>>>>

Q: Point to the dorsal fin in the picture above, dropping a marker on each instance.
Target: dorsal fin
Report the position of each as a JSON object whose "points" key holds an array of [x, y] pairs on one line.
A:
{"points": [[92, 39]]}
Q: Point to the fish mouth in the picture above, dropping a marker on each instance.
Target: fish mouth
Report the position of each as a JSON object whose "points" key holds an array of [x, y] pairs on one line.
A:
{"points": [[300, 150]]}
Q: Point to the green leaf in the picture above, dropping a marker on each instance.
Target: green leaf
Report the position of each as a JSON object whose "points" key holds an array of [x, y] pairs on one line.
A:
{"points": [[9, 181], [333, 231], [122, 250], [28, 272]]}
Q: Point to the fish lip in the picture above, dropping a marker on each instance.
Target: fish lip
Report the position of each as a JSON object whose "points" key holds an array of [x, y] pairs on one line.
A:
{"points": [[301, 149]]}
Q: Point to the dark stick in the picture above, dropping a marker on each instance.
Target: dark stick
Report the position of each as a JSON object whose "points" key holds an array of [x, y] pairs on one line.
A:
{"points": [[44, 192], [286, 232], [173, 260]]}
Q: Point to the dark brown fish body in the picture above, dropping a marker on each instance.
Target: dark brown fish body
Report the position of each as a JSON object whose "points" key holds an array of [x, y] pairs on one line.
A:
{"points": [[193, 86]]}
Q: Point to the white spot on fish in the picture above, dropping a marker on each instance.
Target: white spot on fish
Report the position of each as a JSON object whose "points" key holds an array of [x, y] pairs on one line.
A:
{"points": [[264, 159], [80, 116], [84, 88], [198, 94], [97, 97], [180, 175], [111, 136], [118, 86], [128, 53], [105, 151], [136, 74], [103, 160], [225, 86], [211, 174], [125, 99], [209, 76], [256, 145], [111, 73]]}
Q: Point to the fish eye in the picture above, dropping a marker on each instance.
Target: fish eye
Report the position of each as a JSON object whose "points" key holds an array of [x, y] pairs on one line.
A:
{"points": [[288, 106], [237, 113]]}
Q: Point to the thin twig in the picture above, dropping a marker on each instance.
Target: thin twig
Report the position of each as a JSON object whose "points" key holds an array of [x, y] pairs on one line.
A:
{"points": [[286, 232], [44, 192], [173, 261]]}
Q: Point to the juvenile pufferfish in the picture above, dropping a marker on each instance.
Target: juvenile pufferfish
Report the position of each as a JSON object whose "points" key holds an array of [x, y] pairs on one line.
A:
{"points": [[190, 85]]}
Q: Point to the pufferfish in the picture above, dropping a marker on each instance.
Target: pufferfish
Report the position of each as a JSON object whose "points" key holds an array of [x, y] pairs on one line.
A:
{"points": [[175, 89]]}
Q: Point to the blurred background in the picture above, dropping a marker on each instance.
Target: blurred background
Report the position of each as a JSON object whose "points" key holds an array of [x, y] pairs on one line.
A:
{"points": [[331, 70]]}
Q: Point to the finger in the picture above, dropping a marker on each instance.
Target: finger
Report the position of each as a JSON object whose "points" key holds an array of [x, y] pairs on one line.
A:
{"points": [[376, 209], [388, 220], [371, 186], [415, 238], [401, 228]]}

<<<<
>>>>

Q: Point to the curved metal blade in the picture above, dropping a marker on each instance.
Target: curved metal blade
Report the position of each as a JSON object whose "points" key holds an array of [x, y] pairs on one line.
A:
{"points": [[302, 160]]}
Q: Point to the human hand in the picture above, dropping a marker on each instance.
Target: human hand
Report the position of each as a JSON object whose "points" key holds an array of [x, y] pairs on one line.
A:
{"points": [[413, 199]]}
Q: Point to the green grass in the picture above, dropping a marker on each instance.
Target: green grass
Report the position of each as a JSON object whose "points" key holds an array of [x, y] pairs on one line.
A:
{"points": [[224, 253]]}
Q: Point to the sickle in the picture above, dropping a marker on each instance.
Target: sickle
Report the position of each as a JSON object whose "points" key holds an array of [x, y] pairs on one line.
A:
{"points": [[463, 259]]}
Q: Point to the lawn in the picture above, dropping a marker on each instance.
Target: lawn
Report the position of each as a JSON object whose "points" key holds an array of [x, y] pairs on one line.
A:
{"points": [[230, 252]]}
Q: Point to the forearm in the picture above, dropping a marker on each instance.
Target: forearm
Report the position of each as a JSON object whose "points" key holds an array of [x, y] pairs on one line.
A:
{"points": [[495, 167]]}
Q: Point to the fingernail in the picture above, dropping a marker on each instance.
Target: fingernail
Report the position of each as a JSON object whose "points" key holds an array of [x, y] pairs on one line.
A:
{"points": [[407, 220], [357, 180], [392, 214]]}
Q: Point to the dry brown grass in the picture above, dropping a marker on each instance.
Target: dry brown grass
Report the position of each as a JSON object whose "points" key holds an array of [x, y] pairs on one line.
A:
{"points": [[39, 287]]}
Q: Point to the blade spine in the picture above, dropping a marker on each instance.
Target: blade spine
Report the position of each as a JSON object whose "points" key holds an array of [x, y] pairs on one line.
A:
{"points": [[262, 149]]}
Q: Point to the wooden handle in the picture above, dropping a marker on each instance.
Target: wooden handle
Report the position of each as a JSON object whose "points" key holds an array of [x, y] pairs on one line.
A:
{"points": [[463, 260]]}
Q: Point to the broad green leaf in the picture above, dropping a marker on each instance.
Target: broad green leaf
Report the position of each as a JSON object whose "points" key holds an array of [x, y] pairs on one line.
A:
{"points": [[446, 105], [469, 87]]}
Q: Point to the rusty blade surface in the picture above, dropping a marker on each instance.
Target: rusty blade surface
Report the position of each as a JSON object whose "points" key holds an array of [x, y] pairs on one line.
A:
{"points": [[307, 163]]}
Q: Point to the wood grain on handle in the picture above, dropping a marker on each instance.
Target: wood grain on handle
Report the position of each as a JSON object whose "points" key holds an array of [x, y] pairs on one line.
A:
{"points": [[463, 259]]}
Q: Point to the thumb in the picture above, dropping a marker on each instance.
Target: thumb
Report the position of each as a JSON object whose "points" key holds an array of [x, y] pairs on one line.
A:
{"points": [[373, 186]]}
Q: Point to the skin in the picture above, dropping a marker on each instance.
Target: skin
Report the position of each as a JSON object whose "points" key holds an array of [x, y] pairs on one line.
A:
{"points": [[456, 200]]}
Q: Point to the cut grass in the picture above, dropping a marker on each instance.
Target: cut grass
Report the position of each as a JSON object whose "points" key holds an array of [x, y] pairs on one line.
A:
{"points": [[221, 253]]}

<<<<
>>>>

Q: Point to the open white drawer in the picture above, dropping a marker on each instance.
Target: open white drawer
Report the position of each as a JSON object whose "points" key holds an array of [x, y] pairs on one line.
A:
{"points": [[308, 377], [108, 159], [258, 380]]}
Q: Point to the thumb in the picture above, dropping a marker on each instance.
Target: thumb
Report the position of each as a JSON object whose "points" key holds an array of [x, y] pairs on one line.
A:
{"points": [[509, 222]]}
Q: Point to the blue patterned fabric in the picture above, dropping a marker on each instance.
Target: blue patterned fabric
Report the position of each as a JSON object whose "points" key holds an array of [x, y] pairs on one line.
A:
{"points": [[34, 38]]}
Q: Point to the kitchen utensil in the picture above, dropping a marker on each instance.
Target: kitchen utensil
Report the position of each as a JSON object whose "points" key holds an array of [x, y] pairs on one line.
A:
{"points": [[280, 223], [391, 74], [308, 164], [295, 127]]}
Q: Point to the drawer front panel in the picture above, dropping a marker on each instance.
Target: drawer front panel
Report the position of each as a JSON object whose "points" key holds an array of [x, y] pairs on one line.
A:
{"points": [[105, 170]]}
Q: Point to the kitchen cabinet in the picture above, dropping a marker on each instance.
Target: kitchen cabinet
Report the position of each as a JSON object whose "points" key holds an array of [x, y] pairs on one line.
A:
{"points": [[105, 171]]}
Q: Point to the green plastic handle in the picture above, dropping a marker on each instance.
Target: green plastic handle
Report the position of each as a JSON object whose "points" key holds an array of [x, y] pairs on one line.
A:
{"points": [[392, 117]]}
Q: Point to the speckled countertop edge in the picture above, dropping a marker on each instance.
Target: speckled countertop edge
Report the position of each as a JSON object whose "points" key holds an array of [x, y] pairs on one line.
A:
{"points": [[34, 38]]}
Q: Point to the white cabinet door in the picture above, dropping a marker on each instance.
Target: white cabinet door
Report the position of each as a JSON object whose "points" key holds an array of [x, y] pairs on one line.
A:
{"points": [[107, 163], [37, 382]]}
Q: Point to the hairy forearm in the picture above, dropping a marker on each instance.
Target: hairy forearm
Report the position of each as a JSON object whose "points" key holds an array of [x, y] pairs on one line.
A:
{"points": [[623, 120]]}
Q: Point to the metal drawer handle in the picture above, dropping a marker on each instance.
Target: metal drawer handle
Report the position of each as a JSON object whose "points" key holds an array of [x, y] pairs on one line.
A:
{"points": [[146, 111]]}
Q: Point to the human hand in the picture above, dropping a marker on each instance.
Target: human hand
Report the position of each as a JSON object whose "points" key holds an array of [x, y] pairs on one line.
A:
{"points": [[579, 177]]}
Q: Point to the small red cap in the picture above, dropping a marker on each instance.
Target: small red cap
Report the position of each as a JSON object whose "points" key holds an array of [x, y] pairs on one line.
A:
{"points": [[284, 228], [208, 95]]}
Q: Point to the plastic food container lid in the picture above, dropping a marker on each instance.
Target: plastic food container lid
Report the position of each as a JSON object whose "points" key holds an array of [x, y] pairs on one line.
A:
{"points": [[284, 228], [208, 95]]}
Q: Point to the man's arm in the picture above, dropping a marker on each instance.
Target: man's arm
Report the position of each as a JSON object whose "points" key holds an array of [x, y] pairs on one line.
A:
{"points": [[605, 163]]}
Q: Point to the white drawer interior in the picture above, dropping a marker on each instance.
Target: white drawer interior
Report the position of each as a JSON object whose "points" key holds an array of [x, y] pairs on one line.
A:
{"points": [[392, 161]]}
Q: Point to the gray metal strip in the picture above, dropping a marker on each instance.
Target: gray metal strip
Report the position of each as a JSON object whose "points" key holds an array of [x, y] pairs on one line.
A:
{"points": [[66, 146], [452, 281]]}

<<<<

_REQUIREMENTS_.
Return every line of the data above that contains the string "rusty".

_RESPONSE_.
Q: Point to the rusty blade surface in the picture above, dropping a marker on each instance.
Target: rusty blade surface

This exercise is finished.